-- Description of the task --
Restate the data word for word and leave the images out.
##### Dataset records
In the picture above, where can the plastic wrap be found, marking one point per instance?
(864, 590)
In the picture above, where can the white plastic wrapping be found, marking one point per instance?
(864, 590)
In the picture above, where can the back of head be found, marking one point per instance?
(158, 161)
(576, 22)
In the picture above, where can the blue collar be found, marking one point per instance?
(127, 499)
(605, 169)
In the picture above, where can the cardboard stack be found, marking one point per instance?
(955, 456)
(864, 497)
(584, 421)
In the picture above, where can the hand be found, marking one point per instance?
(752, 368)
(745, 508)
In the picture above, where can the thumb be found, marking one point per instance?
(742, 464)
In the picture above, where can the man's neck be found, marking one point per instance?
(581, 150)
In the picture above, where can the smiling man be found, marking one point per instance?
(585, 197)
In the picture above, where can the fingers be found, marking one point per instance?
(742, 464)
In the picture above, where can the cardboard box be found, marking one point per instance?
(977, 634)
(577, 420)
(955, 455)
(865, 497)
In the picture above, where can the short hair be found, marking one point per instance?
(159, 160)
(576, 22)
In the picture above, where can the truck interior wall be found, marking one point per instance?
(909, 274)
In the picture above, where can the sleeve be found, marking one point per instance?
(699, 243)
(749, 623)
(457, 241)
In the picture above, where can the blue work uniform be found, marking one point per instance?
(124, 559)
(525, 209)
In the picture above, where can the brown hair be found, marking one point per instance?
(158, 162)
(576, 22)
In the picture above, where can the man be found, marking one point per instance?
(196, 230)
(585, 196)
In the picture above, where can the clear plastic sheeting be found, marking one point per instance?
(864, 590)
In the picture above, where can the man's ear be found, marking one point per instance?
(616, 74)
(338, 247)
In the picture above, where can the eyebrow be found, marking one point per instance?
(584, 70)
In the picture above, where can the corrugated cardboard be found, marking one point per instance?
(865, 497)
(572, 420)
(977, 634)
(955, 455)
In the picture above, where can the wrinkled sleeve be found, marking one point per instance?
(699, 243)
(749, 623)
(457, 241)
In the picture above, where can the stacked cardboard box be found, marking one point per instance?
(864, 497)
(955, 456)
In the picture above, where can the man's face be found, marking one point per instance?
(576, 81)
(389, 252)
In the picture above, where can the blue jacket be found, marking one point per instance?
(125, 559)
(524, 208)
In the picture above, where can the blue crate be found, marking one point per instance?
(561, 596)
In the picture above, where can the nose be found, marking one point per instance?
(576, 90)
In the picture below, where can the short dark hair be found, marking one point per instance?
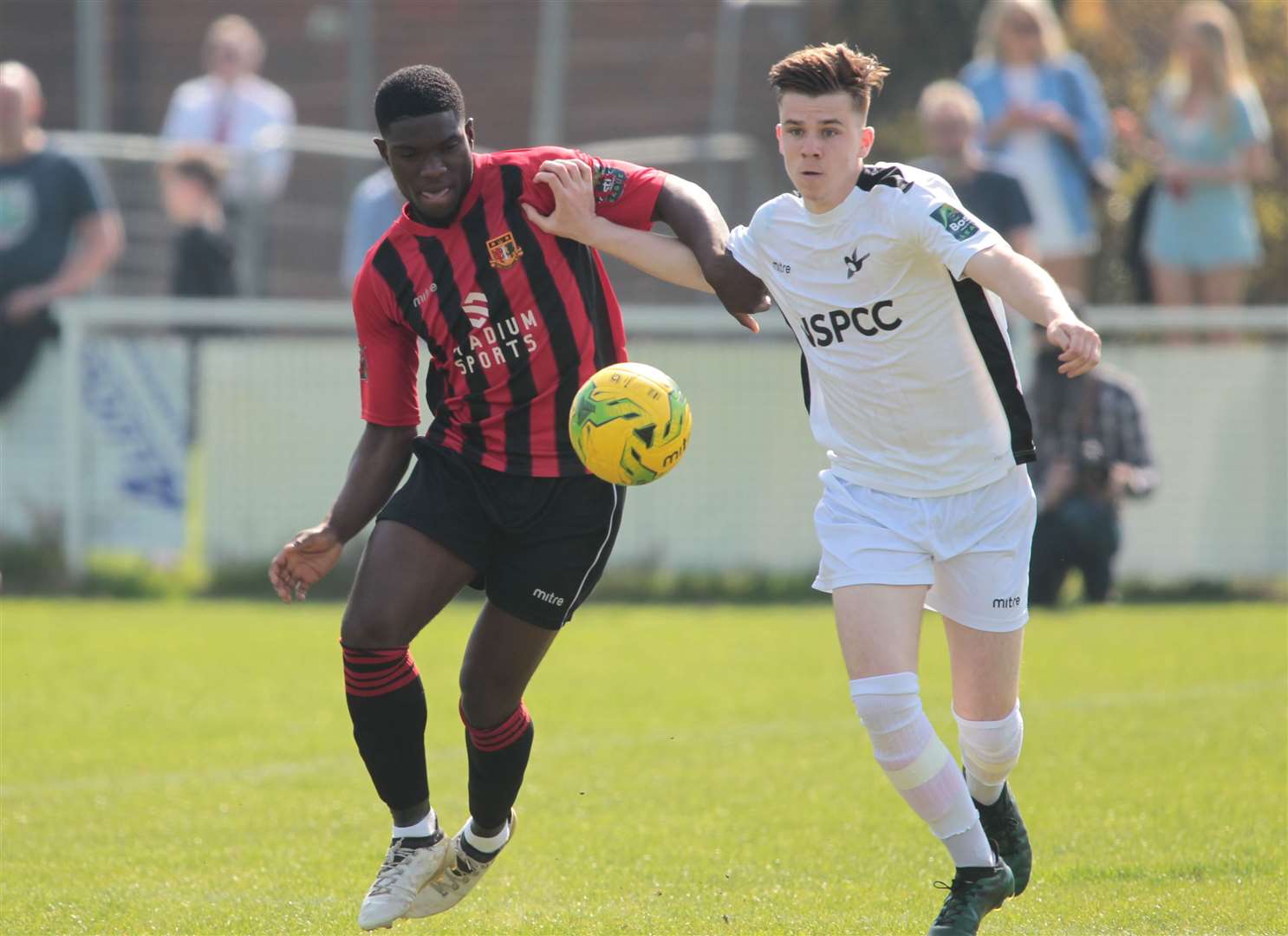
##########
-- The answer --
In the picture above, where can the plastic wrap be found, marking one point per instance?
(864, 590)
In the picture above, where can the white plastic wrapping be found, marking one point per instance?
(864, 590)
In the picture above, where can the back of head be found, marking one point per instance?
(158, 161)
(576, 22)
In the picture above, where can the blue collar be found, marking one point per instance?
(127, 499)
(605, 169)
In the picture above, where can the cardboard stack be found, marking one point per instance?
(955, 456)
(864, 497)
(584, 421)
In the picture above, where can the hand be found, marking one point per instance?
(752, 368)
(745, 508)
In the picture above, where can the thumb be found, marking one point per instance?
(742, 464)
In the picture above, where can the man's neck be found, marking one point per instance?
(581, 150)
In the picture above, where can the smiling man be found, marking one point per instance?
(585, 197)
In the picture above, where can the fingers be found, marking one point per instance?
(742, 464)
In the picture above, where can the cardboard box be found, marking one point per instance?
(977, 634)
(577, 420)
(955, 455)
(865, 497)
In the picture above, where can the short hair be found, marking one point per instance?
(159, 160)
(576, 22)
In the picture above, where can the truck interior wall be found, marking one point per instance?
(909, 274)
In the picture above, where can the sleeve be found, marking one point per instance?
(699, 243)
(749, 623)
(457, 241)
In the picture above, where can the blue work uniform be found, marking one point per instance?
(124, 559)
(525, 209)
In the picture above, where can the brown hair be found, marking one point per instance?
(158, 162)
(576, 22)
In the picture above, where can the man be found, marking one point per instance?
(196, 230)
(585, 196)
In the picture above, where can the clear plastic sheeting be found, marking one point per instance?
(864, 590)
In the picture above, where can the man's ear be found, marking one point per instance?
(616, 74)
(338, 247)
In the picture above, where can the eyebrow be found, marking one point per instance?
(584, 70)
In the picture above, where can the corrugated cardboard be found, marking one point per instance?
(865, 497)
(572, 420)
(977, 634)
(955, 455)
In the picture above, where can the wrinkled sleeve be found, marking one point per instance?
(699, 243)
(749, 623)
(457, 241)
In the picture above, where can the stacked cardboard box be found, marking one point per instance?
(864, 497)
(955, 456)
In the picture above, where can the man's face be found, marking one point per instance?
(576, 81)
(389, 252)
In the picture above, where can the blue jacket be found, marking one point per instance?
(125, 559)
(524, 208)
In the picture above, where can the blue crate be found, marking one point per instance?
(561, 596)
In the picture above, where can the nose be found, marking one point per instance?
(576, 90)
In the picture below, where can the short dark hair be found, marking one point per instance?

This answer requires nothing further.